▶ _OBJECTIVE_: Can you copy word for word the entries from the line containing "helmet. Report the bounding box for every match." up to and including the line containing "[0,219,424,371]", and nothing else?

▶ _SOURCE DATA_:
------------------------------------------------------------
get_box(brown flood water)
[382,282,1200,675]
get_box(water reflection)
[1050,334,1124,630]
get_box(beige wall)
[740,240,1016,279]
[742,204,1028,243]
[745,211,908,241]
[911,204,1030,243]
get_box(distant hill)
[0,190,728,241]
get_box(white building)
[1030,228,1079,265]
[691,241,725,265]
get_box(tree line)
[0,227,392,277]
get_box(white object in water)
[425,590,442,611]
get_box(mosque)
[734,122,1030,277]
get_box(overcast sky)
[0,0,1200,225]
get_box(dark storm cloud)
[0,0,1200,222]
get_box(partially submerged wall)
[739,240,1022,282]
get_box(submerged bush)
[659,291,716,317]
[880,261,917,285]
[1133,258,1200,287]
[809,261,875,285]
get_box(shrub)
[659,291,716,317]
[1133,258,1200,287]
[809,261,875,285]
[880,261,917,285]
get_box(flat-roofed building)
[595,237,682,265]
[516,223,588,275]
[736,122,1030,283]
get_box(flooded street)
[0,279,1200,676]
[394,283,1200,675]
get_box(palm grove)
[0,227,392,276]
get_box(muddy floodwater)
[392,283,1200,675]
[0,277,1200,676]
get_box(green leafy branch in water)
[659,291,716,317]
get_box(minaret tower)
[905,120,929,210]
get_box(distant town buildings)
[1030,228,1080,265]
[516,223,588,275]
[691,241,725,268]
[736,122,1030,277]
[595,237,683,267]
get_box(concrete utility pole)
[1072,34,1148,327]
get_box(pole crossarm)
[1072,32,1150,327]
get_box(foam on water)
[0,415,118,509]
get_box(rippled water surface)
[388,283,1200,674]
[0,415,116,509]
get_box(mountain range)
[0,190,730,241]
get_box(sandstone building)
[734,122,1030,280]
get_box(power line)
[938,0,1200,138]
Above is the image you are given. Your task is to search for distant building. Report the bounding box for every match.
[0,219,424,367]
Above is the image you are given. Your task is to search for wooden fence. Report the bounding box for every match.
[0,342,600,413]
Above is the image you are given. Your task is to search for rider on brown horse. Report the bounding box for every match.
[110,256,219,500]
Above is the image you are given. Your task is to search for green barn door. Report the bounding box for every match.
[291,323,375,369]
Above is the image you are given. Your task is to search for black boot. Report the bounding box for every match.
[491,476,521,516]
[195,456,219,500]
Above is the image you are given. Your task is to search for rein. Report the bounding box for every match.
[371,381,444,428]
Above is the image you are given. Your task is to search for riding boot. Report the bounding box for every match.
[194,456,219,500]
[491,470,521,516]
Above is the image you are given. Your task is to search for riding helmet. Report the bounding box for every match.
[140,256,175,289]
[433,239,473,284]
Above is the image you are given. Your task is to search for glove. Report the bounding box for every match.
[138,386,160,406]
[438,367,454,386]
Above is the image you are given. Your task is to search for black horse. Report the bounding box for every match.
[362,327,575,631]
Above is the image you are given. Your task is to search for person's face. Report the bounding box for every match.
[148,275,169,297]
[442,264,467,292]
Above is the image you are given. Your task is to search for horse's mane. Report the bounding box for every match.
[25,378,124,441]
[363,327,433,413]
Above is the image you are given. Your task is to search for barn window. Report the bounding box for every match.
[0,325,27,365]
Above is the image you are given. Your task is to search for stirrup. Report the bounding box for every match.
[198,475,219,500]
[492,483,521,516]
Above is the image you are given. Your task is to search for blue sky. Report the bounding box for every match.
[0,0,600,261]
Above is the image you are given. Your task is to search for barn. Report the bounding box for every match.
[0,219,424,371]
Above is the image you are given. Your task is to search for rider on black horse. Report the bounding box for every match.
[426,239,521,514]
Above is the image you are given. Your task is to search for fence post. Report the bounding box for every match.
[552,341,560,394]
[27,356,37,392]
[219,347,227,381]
------------------------------------------------------------
▶ _TASK ANSWER_:
Above is the image you are given. Your task is to search for riding helmet. Report the bounding box for every match.
[140,256,175,289]
[433,239,473,284]
Above is the image you are given. Your task is to search for glove. Report the bounding box for every match.
[138,386,160,406]
[438,367,454,386]
Above is the image you are given. Your task is to search for black horse. Report the bounding box for every match.
[362,327,575,631]
Above is the image you are given. Your task is to search for person's face. Report the bounding box for every match.
[148,275,169,297]
[442,264,467,292]
Above is the image you are given. Your task is to search for horse's mane. Report the bounding box for every match.
[25,378,124,441]
[363,327,433,413]
Above is the image you are given. Your task is to search for barn window. Report the bounding box for every match.
[0,325,27,365]
Above is the image you are given. Your task is to search for stirrup. Report the bounding box for every match.
[198,475,219,500]
[492,483,521,516]
Above is the image you are given. Your task is to search for blue sky. Report the bounding box for every match.
[0,0,600,261]
Above is the image you are given. Your task is to search for barn. Report the bounding box for every match.
[0,219,424,371]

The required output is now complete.